--- start ---

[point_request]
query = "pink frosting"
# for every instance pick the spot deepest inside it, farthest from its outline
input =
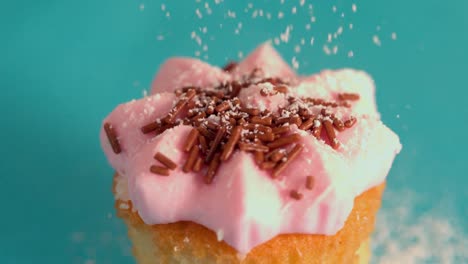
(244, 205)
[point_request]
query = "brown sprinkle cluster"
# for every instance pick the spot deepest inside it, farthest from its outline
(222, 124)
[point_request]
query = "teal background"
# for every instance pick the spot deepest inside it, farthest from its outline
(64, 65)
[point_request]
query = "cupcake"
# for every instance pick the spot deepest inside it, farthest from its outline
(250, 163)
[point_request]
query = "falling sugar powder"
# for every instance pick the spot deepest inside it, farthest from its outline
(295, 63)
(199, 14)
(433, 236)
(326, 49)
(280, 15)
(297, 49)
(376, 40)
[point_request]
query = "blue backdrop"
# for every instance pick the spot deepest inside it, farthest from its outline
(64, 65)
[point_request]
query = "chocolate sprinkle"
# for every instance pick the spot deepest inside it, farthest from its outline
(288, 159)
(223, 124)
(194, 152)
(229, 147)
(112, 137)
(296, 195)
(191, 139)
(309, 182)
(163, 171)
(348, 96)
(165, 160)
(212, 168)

--- end ---
--- start ---

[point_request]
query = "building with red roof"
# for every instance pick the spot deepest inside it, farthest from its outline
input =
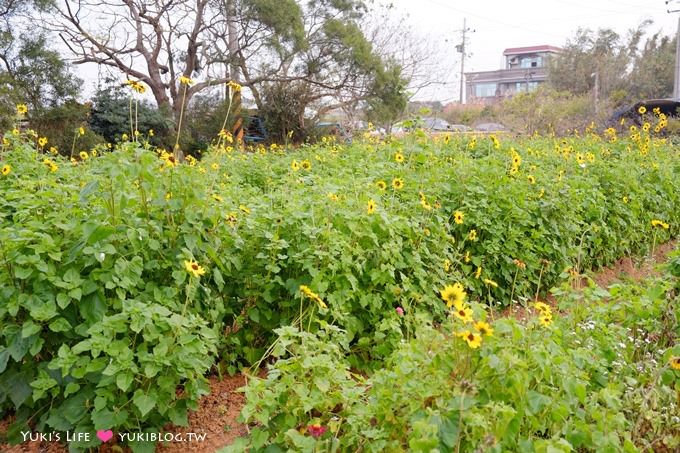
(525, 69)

--- end ---

◆ **The exercise**
Find every line in the entries that contains the word "sprinkle" and copy each of those lines.

◆ **Right answer**
query = "brown sprinkle cluster"
query = "chocolate sprinkle"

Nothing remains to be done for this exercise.